Each line of the data must be reproduced as it appears.
------------
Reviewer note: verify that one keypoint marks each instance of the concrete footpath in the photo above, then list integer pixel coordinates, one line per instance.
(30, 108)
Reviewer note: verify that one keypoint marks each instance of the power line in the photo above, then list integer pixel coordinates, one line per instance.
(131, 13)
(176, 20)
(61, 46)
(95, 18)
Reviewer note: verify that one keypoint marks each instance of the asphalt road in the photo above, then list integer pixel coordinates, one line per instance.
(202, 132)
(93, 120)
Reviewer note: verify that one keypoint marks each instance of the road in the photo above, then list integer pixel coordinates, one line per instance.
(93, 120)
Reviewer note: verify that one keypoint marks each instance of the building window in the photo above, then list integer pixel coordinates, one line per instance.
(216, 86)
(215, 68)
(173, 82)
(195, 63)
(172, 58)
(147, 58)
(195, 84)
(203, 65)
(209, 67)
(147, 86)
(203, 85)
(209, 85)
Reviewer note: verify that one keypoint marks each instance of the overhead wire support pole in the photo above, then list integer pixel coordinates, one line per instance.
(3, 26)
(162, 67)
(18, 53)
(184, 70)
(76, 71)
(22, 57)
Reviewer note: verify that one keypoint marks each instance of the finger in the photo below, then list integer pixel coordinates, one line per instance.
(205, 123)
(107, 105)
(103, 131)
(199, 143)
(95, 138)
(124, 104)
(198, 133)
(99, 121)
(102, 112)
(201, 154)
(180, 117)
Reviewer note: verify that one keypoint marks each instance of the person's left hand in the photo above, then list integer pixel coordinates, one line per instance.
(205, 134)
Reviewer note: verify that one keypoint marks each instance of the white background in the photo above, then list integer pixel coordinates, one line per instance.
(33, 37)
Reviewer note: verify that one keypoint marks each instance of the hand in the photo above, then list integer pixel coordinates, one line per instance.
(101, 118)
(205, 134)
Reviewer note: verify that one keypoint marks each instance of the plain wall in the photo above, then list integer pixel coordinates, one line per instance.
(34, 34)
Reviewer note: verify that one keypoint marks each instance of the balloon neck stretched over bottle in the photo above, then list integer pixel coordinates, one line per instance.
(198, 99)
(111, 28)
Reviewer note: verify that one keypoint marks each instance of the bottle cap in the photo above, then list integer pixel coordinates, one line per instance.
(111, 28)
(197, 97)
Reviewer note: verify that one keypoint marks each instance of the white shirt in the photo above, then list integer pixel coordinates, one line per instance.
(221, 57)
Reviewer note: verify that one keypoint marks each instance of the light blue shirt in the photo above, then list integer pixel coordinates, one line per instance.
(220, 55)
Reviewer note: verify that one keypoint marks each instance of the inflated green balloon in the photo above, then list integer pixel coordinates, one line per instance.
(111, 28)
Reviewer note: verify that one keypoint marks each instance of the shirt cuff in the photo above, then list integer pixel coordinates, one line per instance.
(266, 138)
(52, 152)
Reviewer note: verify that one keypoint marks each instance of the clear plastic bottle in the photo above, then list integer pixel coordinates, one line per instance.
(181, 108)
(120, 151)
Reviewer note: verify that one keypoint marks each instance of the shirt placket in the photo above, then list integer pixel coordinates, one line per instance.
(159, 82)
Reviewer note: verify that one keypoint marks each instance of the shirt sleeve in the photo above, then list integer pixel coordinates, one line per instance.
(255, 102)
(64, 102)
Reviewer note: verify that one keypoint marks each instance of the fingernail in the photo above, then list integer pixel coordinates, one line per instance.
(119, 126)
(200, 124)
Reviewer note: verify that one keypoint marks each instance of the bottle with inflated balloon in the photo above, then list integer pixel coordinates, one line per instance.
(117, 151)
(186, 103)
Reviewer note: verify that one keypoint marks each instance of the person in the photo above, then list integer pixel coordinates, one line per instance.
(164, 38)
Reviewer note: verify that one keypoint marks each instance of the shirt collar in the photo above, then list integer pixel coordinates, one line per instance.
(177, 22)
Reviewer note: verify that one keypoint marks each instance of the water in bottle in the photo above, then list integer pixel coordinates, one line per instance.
------------
- _SOLVED PROBLEM_
Reviewer note: verify that one keypoint marks each instance of the concrete footpath in the photo above, then list integer pixel coordinates, one line per instance.
(30, 108)
Reviewer note: verify that one keypoint marks each instance of the power line in the photo above, then list integer pixel coordinates, one line per instance.
(131, 13)
(176, 20)
(61, 46)
(95, 18)
Reviewer note: verify that one keypoint marks each instance of the asphalt road in the photo above, then list integer pixel coordinates, one line per instance.
(202, 132)
(93, 120)
Reviewer note: verify that one keypoint marks each instance of the road in the photo above, then list integer pixel coordinates, one line per instance.
(93, 120)
Reviewer note: verify that one keypoint marks each instance of the building window in the photo above, then list integer pixel coordinates, one line per instance.
(216, 86)
(215, 68)
(173, 82)
(195, 63)
(172, 58)
(147, 58)
(195, 84)
(203, 65)
(209, 67)
(147, 86)
(203, 85)
(209, 85)
Reviewer note: verify that one keypoint marks each instance of the overhead wire support pole in the photo above, then list integer pixel coordinates, one line per instance.
(3, 26)
(162, 67)
(18, 53)
(184, 70)
(76, 71)
(22, 57)
Reviewer note: verify that one keypoint marks each instance of the finger in the photo below, then list integer pixel coordinates, one line per instance.
(205, 123)
(107, 105)
(103, 131)
(199, 143)
(95, 138)
(124, 104)
(198, 133)
(99, 121)
(102, 112)
(201, 154)
(180, 117)
Reviewer note: verify that one keypoint marks each instance of the person's left hand in the photo above, then list integer pixel coordinates, one line per instance.
(205, 134)
Reviewer note: verify that one keypoint marks each instance of the white background in the photo above, then list integer pixel coordinates, one line per instance.
(33, 37)
Reviewer note: verify that one keypoint marks each instance of the hand in the photo above, then list integer pixel coordinates, one line per instance.
(101, 118)
(205, 134)
Reviewer note: verify that one keypoint marks each instance of the plain wall in the photo above, then list integer pixel coordinates, one line per instance.
(34, 34)
Reviewer note: verify that one keypoint marks each instance of the balloon neck stretched over bottle in the photo above, then list integer pixel coordinates, one line per instance.
(198, 99)
(111, 28)
Reviewer note: verify that one keypoint marks each instance of the bottle cap in the photo above, then list integer pixel coordinates, one line per instance.
(111, 28)
(197, 97)
Reviewer note: verify that one keypoint marks each instance of the white shirt in the photo above, then list integer pixel coordinates, one line per instance.
(221, 57)
Reviewer note: verify that one keypoint marks each instance of the light blue shirt in the photo above, then list integer pixel coordinates, one line per instance.
(220, 55)
Reviewer note: verify that one keypoint marks each instance of the inflated green balloon in the photo above, then list integer pixel coordinates, one line per instance.
(111, 28)
Reviewer note: verify that one keypoint marks each instance of the shirt cuff in the photo above, then list integer pixel coordinates, one line per instance.
(266, 138)
(52, 152)
Reviewer note: verify that one keypoint marks each instance of the clear plastic bottle in the photo above, then list integer pixel coordinates, one line per instance.
(181, 108)
(120, 151)
Reviewer note: verify that one keypoint marks each instance of the shirt placket in the photo above, then list integer pixel coordinates, one line per instance.
(159, 82)
Reviewer note: verify that one keypoint marks each instance of the shirt sleeve in the photo above, then list integer pixel coordinates, one line per instance.
(255, 102)
(64, 102)
Reviewer note: verify that one keypoint marks each instance of the fingernail in the photo above, then list integer pixel coordinates, one line per instance.
(119, 126)
(200, 124)
Reviewer note: verify that one keypoint marks each instance of the bottle with inflated balloon in the photo above, then list integer pixel coordinates, one line per instance.
(117, 151)
(186, 103)
Reviewer note: verify that one keypoint marks each instance of the person in the photo above, then list integer pixel coordinates, one line per instance.
(164, 38)
Reviewer note: verify that one keypoint marks each instance of the shirt collar in the photo above, then list integer pixel coordinates, one line per instance.
(177, 22)
Reviewer note: verify that one keypoint marks each instance of the water in bottle in the photo above, then list integer pixel coordinates, one line per instance.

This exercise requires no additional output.